### Exercise details
Please rewrite all the entries below with every "positive clicks" changed to "foreground clicks" and everything else left the same.

### Data provided
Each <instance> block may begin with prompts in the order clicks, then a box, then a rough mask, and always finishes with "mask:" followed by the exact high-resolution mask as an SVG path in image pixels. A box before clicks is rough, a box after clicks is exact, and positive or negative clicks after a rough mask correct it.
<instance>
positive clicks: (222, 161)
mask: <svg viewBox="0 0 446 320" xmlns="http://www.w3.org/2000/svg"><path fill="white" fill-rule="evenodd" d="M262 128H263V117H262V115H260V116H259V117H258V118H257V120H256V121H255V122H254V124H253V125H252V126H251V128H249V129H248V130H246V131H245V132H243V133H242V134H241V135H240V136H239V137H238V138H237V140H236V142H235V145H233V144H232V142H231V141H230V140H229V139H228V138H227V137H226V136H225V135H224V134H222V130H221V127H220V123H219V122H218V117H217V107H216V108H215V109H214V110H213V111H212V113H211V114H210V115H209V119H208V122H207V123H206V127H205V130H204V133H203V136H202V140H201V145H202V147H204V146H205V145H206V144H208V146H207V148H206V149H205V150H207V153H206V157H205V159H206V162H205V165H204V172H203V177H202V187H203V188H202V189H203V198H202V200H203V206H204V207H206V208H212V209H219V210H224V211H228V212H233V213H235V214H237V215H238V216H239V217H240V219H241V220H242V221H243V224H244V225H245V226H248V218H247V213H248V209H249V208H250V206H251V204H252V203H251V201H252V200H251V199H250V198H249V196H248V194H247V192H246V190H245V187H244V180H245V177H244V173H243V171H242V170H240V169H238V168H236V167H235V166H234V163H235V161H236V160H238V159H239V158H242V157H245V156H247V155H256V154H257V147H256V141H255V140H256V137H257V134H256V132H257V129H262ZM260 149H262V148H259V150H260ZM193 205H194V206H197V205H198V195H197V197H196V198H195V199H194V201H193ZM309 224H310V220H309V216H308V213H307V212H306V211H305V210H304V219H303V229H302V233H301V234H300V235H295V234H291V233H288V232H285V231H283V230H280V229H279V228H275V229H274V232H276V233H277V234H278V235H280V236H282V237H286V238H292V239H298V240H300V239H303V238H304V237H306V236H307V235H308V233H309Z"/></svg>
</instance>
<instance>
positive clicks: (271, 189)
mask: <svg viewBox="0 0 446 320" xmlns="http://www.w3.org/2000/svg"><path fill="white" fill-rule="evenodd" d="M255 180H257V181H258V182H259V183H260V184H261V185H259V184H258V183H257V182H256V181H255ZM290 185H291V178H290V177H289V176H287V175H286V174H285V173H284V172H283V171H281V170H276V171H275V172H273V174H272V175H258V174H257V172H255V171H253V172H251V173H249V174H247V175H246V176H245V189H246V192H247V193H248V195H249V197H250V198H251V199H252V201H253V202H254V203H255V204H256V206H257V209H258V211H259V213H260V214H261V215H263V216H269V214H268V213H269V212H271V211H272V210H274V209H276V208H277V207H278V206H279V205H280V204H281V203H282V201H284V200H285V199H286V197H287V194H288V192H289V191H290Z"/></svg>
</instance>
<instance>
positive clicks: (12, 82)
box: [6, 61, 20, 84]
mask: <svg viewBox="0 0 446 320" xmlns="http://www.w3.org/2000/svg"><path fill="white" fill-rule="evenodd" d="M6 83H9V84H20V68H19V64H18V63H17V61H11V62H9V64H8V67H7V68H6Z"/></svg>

### Final answer
Each <instance> block may begin with prompts in the order clicks, then a box, then a rough mask, and always finishes with "mask:" followed by the exact high-resolution mask as an SVG path in image pixels. A box before clicks is rough, a box after clicks is exact, and positive or negative clicks after a rough mask correct it.
<instance>
foreground clicks: (222, 161)
mask: <svg viewBox="0 0 446 320" xmlns="http://www.w3.org/2000/svg"><path fill="white" fill-rule="evenodd" d="M262 128H263V117H262V115H260V116H259V117H258V118H257V120H256V121H255V122H254V124H253V125H252V126H251V128H249V129H248V130H246V131H245V132H243V133H242V134H241V135H240V136H239V137H238V138H237V140H236V142H235V145H233V144H232V142H231V141H230V140H229V139H228V138H227V137H226V136H225V135H224V134H222V130H221V127H220V123H219V122H218V117H217V107H216V108H215V109H214V110H213V111H212V113H211V114H210V115H209V119H208V122H207V123H206V127H205V130H204V133H203V136H202V140H201V145H202V147H204V146H205V145H206V144H208V146H207V148H206V149H205V150H207V153H206V157H205V159H206V162H205V165H204V172H203V177H202V187H203V188H202V189H203V198H202V200H203V206H204V207H206V208H212V209H219V210H224V211H228V212H233V213H235V214H237V215H238V216H239V217H240V219H241V220H242V221H243V224H244V225H245V226H248V218H247V213H248V209H249V208H250V206H251V204H252V203H251V201H252V200H251V199H250V198H249V196H248V194H247V192H246V190H245V187H244V180H245V177H244V173H243V171H242V170H240V169H238V168H236V167H235V166H234V163H235V161H236V160H238V159H239V158H242V157H245V156H247V155H256V154H257V147H256V141H255V140H256V137H257V134H256V132H257V129H262ZM260 149H262V148H259V150H260ZM193 205H194V206H197V205H198V195H197V197H196V198H195V199H194V201H193ZM309 224H310V220H309V216H308V213H307V212H306V211H305V210H304V219H303V229H302V233H301V234H300V235H295V234H291V233H288V232H285V231H283V230H280V229H279V228H275V229H274V232H276V233H277V234H278V235H280V236H282V237H286V238H292V239H298V240H300V239H303V238H304V237H306V236H307V235H308V233H309Z"/></svg>
</instance>
<instance>
foreground clicks: (271, 189)
mask: <svg viewBox="0 0 446 320" xmlns="http://www.w3.org/2000/svg"><path fill="white" fill-rule="evenodd" d="M255 180H257V181H258V182H259V183H260V184H261V185H259V184H258V183H257V182H256V181H255ZM290 185H291V178H290V177H289V176H287V175H286V174H285V173H284V172H283V171H281V170H276V171H275V172H273V174H272V175H258V174H257V172H255V171H253V172H251V173H249V174H247V175H246V176H245V189H246V192H247V193H248V195H249V197H250V198H251V199H252V201H253V202H254V203H255V204H256V206H257V209H258V211H259V213H260V214H261V215H263V216H269V214H268V213H269V212H271V211H272V210H274V209H276V208H277V207H278V206H279V205H280V204H281V203H282V201H284V200H285V199H286V197H287V194H288V192H289V191H290Z"/></svg>
</instance>
<instance>
foreground clicks: (12, 82)
box: [6, 61, 20, 84]
mask: <svg viewBox="0 0 446 320" xmlns="http://www.w3.org/2000/svg"><path fill="white" fill-rule="evenodd" d="M6 83H9V84H20V68H19V64H18V63H17V61H11V62H9V64H8V67H7V68H6Z"/></svg>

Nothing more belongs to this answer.